### Given data
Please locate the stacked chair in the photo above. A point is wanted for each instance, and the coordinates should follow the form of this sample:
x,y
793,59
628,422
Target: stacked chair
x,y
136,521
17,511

### Exercise instructions
Convert the records above into a numbered list with one line per item, omitting any blank lines.

### Result for this task
1. Please locate the stacked chair in the photo above. A point is wanted for each instance, and the coordinates should follow the form of this sample:
2. x,y
3. 793,59
4. 628,422
5. Target: stacked chair
6. x,y
7. 136,521
8. 17,511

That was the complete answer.